>> begin

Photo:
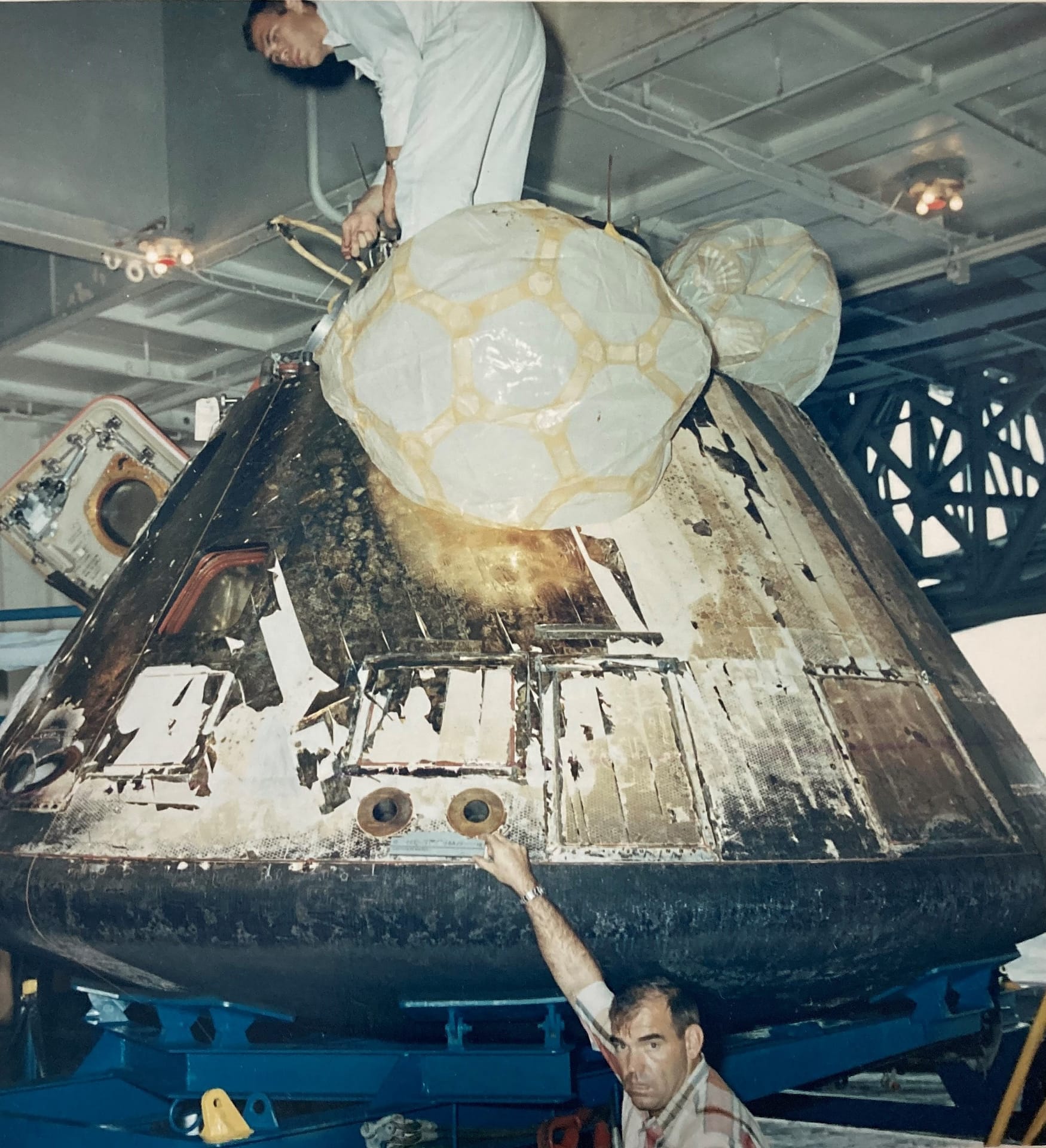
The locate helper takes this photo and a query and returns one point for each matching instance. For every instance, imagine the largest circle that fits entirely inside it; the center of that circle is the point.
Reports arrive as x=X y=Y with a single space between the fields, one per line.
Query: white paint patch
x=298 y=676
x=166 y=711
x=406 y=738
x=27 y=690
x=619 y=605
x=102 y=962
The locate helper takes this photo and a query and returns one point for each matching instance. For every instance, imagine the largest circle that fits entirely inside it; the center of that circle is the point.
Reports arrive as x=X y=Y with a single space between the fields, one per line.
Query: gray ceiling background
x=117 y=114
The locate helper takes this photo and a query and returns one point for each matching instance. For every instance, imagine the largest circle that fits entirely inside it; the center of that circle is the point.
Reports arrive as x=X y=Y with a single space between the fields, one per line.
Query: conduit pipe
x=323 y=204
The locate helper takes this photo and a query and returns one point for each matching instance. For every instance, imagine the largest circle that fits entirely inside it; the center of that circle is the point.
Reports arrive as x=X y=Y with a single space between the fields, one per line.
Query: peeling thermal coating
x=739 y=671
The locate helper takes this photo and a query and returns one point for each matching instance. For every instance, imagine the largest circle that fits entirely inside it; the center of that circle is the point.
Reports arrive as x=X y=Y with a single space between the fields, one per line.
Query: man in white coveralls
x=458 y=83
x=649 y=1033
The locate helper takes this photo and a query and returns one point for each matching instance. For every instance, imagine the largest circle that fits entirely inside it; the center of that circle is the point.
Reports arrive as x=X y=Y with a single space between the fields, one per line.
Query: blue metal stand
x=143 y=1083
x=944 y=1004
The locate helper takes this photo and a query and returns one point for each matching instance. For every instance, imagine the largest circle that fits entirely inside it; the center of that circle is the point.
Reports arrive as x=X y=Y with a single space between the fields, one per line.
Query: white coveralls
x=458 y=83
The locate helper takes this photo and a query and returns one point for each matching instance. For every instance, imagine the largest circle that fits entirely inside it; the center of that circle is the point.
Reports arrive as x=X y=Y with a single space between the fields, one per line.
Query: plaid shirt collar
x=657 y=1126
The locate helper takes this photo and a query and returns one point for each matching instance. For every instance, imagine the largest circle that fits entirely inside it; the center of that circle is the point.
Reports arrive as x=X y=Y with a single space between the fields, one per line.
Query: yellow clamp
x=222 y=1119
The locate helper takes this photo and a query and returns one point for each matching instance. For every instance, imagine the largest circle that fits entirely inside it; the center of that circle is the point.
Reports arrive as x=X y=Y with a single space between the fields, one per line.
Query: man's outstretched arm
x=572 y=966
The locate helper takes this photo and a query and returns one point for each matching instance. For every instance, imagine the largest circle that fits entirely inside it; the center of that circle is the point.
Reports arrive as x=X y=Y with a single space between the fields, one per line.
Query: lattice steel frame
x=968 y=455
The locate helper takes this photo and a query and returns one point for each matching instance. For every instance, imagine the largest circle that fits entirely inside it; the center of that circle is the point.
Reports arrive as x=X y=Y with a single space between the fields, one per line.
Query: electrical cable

>> end
>> begin

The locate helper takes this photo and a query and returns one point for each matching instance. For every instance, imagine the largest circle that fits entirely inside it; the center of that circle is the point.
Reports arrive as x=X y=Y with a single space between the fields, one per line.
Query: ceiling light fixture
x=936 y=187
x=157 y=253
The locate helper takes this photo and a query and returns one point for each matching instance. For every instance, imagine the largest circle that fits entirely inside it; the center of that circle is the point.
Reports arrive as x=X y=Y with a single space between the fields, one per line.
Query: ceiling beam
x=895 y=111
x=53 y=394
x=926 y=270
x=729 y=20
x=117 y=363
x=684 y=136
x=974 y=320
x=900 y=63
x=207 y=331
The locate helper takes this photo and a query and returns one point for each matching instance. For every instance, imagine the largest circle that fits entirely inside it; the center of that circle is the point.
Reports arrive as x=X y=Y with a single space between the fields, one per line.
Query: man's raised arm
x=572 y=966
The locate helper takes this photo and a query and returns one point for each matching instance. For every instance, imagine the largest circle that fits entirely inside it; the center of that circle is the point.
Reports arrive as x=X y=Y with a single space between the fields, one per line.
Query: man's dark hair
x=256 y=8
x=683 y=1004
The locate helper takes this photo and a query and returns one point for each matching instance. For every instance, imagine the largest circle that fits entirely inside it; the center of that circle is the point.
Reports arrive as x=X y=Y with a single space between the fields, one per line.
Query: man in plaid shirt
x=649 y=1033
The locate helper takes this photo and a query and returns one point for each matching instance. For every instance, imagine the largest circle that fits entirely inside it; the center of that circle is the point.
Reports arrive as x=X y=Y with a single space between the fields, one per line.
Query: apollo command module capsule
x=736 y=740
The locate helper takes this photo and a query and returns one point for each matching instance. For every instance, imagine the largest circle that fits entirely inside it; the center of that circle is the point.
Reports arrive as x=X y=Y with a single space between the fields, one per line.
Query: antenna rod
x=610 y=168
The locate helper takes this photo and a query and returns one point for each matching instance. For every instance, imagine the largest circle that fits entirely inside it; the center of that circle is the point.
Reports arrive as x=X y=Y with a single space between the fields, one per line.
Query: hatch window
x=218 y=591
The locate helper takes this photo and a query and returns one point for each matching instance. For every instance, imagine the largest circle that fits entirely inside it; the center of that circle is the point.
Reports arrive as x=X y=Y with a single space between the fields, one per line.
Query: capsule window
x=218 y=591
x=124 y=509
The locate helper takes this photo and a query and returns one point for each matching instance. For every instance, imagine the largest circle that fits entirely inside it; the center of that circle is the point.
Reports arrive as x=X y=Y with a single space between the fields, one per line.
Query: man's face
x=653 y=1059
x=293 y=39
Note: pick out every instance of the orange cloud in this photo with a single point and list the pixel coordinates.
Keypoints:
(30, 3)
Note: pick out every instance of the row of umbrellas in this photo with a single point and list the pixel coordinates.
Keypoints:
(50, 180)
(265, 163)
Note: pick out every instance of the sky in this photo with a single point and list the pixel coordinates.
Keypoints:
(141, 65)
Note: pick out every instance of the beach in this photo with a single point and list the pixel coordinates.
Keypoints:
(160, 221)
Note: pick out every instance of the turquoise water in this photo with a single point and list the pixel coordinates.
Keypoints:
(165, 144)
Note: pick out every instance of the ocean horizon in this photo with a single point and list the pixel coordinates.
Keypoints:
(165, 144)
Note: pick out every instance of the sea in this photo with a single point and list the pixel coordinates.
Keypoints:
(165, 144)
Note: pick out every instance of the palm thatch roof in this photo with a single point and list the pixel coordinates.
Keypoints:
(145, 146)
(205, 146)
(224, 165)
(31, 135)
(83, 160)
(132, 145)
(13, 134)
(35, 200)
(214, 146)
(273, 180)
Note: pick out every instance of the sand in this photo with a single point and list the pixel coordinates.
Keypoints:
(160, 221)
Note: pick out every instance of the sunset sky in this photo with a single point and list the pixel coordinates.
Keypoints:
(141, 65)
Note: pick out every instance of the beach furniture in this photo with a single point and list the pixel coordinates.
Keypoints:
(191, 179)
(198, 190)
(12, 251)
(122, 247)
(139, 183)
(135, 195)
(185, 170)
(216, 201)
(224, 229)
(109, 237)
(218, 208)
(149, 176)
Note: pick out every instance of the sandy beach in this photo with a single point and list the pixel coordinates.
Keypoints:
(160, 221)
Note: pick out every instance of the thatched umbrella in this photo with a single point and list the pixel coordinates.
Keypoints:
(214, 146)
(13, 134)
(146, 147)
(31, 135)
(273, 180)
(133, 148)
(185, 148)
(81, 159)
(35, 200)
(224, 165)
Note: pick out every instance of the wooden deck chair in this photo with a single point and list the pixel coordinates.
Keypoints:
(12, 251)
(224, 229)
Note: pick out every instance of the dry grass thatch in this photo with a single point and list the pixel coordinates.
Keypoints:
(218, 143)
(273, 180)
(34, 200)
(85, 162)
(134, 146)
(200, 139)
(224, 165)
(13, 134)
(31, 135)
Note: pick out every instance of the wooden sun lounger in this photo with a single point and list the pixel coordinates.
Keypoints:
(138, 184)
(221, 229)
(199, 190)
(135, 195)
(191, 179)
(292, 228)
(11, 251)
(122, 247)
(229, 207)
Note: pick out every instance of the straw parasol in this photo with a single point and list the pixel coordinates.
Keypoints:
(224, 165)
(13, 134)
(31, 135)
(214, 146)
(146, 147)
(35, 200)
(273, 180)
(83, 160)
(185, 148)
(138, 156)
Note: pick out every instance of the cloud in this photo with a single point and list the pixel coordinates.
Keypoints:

>> end

§ **YOUR INSTRUCTIONS**
Find each line in the listing above that contains the word "wooden" and copy those lines out.

§ **TASK RESPONSE**
Note: pick out every instance of the wooden deck chair in this photo with a single point and list the pixel coordinates.
Note: pick out every instance of the wooden sun lounger in this photo with a single point and list the pixel coordinates.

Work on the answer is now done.